YOUR OBJECTIVE
Reproduce exactly the lines below from the one containing "Trace the outline of every instance of the **bottle" through the one containing "Trace the outline of every instance of the **white", including both, and nothing else.

Collected data entries:

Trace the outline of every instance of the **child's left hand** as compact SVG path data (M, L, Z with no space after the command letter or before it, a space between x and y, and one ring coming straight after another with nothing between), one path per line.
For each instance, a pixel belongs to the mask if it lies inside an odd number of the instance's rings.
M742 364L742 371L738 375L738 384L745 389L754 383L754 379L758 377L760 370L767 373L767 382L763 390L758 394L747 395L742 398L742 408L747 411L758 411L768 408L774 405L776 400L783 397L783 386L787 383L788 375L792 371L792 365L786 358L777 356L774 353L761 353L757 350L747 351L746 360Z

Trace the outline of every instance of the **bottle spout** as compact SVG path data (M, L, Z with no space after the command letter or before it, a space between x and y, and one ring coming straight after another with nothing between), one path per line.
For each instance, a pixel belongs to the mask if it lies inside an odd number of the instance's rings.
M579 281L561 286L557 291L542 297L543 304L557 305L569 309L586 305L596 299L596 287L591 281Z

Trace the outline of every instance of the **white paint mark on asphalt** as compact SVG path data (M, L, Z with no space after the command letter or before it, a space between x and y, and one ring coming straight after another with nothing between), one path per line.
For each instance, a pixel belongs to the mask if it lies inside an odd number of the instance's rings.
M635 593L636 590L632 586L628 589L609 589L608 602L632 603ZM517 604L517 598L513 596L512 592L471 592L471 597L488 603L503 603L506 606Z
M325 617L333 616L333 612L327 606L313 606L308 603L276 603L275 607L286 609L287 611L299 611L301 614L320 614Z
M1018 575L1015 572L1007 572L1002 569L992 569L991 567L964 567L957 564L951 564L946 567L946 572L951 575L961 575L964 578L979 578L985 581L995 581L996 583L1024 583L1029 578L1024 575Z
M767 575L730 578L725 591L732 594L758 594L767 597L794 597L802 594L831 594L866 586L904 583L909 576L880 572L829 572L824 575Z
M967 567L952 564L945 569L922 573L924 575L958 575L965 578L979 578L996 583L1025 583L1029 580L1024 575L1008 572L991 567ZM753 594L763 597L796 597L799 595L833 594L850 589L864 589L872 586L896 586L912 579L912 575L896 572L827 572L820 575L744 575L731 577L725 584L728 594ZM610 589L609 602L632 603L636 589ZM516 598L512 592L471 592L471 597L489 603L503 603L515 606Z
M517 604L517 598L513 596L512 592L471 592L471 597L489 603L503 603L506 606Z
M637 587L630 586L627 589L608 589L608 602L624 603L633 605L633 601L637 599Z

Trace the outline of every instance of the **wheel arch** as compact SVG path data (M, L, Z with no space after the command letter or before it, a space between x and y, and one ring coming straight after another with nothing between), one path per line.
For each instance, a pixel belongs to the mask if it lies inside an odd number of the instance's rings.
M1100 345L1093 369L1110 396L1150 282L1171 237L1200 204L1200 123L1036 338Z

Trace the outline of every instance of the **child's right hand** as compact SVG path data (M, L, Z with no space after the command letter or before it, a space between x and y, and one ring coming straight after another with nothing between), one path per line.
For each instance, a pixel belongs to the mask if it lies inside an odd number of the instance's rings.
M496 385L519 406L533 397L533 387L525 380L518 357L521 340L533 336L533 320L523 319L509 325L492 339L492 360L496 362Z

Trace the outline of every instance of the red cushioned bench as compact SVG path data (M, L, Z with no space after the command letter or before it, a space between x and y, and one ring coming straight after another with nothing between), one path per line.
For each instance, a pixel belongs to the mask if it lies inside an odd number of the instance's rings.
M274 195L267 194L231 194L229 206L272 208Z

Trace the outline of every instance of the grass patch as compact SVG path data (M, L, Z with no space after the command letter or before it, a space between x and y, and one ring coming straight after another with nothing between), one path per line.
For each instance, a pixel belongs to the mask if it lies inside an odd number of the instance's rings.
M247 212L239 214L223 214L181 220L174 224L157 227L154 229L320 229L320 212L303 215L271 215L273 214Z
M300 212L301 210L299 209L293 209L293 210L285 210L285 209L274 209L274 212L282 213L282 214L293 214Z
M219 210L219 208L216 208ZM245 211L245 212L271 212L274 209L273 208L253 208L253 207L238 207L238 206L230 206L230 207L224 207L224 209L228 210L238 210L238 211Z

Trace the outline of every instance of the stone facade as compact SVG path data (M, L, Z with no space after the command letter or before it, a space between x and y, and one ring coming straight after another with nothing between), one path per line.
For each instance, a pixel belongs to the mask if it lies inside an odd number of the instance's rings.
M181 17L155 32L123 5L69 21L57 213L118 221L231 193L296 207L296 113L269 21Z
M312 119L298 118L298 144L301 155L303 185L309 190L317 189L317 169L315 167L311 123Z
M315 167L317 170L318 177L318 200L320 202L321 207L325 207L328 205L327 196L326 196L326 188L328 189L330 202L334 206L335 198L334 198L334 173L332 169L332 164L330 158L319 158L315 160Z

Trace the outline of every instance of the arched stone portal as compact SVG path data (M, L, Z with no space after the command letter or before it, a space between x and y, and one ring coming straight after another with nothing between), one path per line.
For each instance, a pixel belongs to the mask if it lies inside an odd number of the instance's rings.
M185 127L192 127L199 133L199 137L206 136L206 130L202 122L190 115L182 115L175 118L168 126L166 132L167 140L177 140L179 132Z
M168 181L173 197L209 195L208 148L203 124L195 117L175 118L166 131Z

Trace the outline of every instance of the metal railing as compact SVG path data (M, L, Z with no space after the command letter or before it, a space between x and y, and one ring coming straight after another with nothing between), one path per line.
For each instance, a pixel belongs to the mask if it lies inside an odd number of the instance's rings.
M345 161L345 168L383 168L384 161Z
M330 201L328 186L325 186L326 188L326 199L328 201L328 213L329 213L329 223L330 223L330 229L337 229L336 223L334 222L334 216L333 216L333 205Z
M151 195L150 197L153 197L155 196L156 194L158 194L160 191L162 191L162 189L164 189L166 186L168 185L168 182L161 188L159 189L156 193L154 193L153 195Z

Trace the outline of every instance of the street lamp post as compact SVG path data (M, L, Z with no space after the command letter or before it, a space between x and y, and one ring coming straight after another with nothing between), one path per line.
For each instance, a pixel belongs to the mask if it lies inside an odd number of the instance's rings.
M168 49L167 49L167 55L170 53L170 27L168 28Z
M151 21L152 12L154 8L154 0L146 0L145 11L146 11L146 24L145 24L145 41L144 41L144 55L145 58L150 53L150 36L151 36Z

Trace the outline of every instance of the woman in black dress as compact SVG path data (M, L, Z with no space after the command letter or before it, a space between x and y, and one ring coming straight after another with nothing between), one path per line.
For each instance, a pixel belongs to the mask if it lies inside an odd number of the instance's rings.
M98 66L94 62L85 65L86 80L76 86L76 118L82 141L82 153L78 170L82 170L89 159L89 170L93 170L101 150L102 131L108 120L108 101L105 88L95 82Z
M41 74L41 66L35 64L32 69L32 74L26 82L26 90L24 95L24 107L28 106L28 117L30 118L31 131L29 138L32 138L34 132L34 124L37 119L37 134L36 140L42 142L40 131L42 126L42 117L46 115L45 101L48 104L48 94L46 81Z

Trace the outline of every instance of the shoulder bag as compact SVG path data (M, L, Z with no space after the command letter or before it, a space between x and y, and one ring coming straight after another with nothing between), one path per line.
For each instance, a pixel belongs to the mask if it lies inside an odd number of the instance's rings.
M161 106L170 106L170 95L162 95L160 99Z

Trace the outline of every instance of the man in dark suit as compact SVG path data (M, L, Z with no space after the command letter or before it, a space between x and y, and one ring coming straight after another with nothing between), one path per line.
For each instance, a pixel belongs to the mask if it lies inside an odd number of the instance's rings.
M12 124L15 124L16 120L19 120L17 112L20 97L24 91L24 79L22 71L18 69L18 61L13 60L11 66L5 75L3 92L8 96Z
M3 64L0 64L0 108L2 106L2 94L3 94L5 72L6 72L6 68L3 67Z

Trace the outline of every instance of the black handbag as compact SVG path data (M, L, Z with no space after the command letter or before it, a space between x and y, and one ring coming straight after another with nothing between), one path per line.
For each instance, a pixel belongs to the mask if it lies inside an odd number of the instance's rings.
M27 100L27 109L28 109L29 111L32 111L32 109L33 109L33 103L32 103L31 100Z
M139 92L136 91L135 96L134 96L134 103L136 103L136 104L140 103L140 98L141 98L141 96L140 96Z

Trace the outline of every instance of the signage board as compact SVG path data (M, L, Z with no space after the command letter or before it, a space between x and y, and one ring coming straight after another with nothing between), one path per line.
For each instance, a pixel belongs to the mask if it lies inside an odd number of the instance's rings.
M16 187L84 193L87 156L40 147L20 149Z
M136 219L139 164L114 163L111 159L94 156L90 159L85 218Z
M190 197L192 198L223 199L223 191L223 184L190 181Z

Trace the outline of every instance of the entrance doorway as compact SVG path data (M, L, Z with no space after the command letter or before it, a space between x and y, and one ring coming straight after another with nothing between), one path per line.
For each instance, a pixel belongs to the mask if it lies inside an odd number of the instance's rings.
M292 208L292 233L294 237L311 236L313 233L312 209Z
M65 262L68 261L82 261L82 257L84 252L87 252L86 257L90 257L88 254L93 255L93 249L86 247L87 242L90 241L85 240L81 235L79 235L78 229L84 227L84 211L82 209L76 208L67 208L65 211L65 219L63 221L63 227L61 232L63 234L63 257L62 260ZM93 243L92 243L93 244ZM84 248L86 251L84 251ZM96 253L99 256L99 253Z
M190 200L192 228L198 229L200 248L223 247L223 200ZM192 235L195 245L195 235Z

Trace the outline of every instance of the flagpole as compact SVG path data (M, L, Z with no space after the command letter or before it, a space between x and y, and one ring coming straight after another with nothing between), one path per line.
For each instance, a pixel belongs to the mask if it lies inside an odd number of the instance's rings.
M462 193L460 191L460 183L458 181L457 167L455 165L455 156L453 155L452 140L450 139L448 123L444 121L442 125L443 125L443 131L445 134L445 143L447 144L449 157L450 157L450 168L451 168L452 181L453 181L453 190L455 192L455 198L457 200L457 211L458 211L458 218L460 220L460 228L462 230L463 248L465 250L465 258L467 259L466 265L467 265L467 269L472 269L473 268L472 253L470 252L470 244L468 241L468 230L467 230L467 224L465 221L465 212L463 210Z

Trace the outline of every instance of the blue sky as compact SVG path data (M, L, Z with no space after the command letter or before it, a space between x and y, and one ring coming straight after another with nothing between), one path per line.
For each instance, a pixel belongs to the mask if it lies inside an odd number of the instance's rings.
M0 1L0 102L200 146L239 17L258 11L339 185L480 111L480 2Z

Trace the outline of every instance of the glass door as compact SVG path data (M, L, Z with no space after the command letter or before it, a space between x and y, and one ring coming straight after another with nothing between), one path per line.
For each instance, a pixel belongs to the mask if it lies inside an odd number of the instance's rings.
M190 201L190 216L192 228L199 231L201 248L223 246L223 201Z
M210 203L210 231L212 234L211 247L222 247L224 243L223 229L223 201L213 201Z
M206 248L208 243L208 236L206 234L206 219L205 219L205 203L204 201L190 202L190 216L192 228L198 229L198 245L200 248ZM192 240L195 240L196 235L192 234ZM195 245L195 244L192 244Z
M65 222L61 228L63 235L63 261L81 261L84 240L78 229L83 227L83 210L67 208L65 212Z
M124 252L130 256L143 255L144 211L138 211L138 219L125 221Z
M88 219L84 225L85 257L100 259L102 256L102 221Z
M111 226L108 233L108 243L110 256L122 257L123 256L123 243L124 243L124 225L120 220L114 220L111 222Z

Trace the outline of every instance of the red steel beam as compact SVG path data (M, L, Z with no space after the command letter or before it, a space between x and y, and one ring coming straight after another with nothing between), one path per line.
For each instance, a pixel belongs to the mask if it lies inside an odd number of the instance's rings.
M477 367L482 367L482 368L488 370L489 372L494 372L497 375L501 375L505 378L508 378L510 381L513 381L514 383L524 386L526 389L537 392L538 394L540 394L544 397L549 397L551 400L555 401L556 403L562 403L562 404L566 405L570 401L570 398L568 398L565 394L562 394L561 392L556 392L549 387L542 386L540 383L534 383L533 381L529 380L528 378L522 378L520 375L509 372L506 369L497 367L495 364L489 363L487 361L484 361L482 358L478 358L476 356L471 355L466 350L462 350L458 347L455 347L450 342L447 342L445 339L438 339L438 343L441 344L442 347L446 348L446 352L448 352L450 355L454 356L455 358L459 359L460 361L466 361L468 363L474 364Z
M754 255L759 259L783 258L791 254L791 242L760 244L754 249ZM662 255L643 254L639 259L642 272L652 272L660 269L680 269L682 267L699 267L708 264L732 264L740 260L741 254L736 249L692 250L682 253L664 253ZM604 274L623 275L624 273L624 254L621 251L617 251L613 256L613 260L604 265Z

EXERCISE OUTPUT
Trace the outline of every instance of the **bottle spout** as compact SVG path data (M, L, Z with no space after the command letter or before it, a space between x and y, and one ring coming straight after another with nothing between), one path per line.
For each instance, a pixel belongs to the mask if it lies inside an odd number of the instance's rings.
M579 281L561 286L557 291L542 297L543 304L557 305L569 309L586 305L596 299L596 287L591 281Z

Trace the outline of every instance of the **white paint mark on asphalt** as compact SVG path data (M, L, Z with no space after the command letter or before it, a space between x and y, and one ring coming straight after another with nothing between), one path per line.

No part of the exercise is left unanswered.